_Set task_
In the records below, locate the line containing "Please annotate the hat"; output that line and every following line through the last, exactly.

Object pointing dataset rows
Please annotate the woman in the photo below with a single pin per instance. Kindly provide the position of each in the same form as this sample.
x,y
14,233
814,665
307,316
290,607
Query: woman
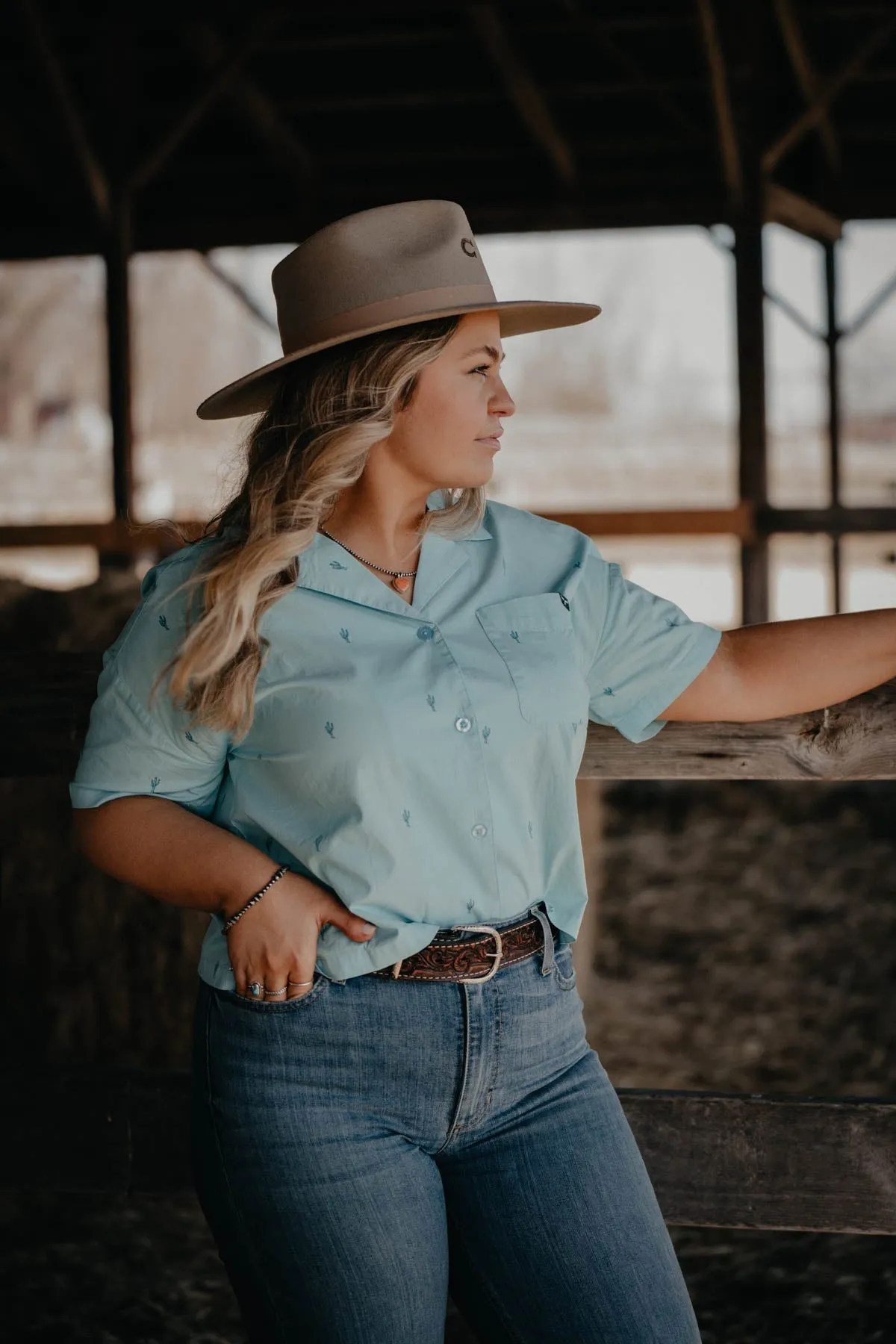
x,y
347,724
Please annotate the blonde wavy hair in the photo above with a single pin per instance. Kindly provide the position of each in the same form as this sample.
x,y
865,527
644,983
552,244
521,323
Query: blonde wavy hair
x,y
312,443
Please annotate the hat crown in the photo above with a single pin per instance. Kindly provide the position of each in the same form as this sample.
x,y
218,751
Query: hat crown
x,y
421,249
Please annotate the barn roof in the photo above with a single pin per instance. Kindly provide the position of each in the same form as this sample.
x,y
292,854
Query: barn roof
x,y
238,122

_Full answer_
Please annotate the hat crown in the photo above with a single pin per instance. Kindly provide the position of each in the same form as this sample.
x,y
218,751
Query: hat crown
x,y
421,249
Please annotate the barn roof in the photo above with a single pin per instance. Kindly provide the position of each in the same form as this sample.
x,y
292,854
Query: barn roof
x,y
238,122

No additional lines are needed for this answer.